▶ **Problems to work on**:
[1] In the article on the Colorado ballot lawsuit against Donald Trump, who issued the ruling that rejected the attempts to dismiss the suit?
[2] Condense the paragraph of the article on the Colorado Trump ballot lawsuit that begins "In the ruling, the judge cited" into a single shorter sentence that keeps its main facts.

Donald Trump ballot lawsuit in Colorado is still alive: A lawsuit alleging that Donald Trump is not eligible to serve as president has survived more legal challenges, but it remains a long shot.
Donald Trump: Kicked Off the Ballot
Earlier this fall, a series of efforts to prevent Donald Trump from being included on 2024 election ballots gained steam, especially following the publication of a law review article by a pair of conservative law professors who argued that Trump, due to his participation in what they called an act of insurrection, should be barred from appearing on a presidential ballot.
Now, at least one of those efforts has gone forward.
According to CNN, a judge in Colorado on Friday rejected three attempts by both Trump himself and the Colorado Republican Party to dismiss the suit. That means the case is scheduled to go to trial on October 30.
The suit was filed by the Citizens for Responsibility and Ethics in Washington (CREW), with plaintiffs including several Republican political figures from Colorado.
The ruling came from Colorado District Judge Sarah Wallace.
“If the Party, without any oversight, can choose its preferred candidate, then it could theoretically nominate anyone regardless of their age, citizenship, residency,” Judge Wallace wrote in the ruling. “Such an interpretation is absurd; the Constitution and its requirements for eligibility are not suggestions, left to the political parties to determine at their sole discretion.”
In the ruling, the judge cited Neil Gorsuch, then a Colorado-area appellate judge and now a Trump-nominated Supreme Court justice. In a 2012 ruling, Gorsuch found that states had the power to “exclude from the ballot candidates who are constitutionally prohibited from assuming office.”
The Trump campaign disagreed with the ruling.

▶ **Data section**:
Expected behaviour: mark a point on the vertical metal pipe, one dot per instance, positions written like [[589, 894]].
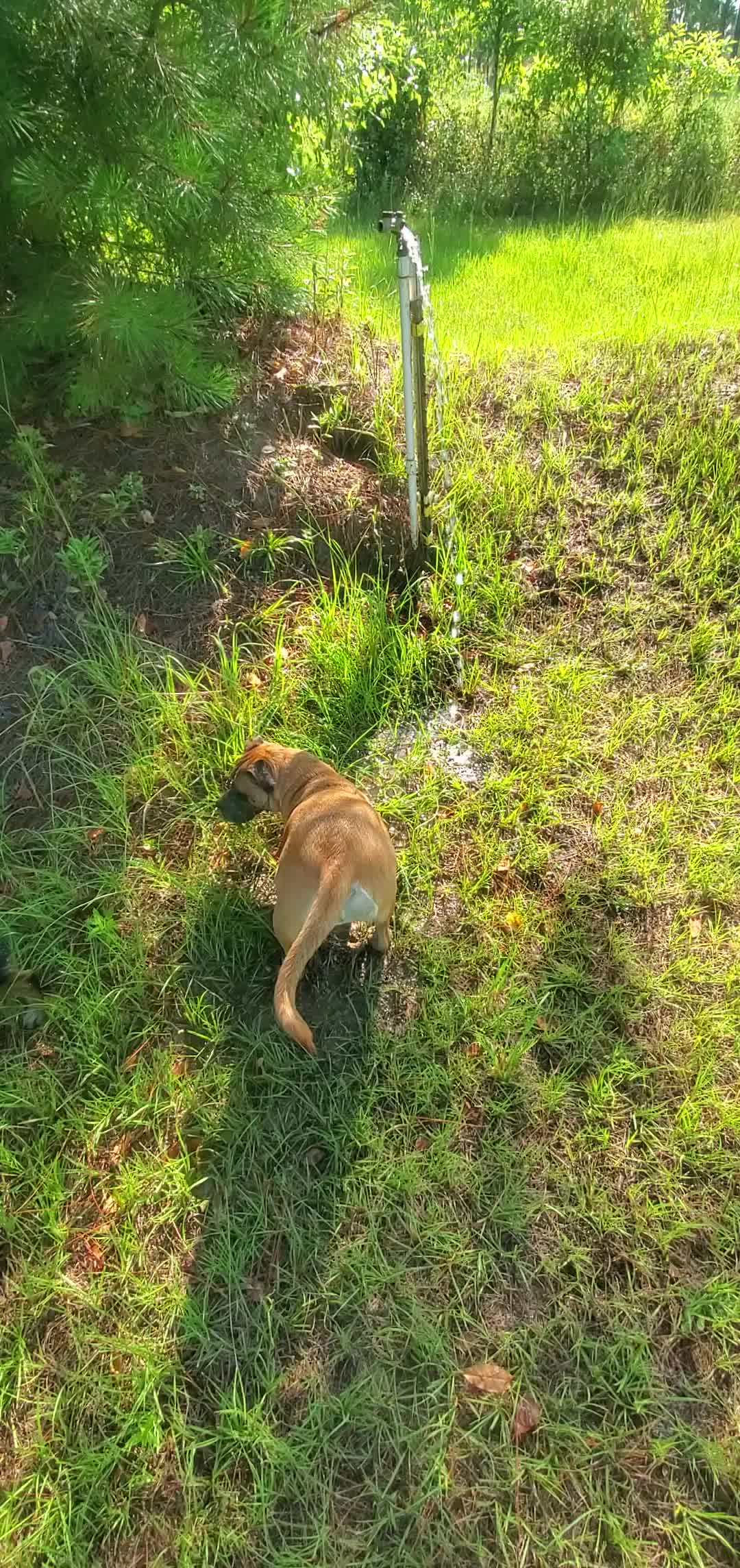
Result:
[[406, 282], [422, 445]]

▶ **Task-by-task solutions**:
[1] Colorado District Judge Sarah Wallace.

[2] The judge cited a 2012 ruling by Neil Gorsuch, then a Colorado-area appellate judge and now a Trump-nominated Supreme Court justice, which held that states may exclude constitutionally ineligible candidates from the ballot.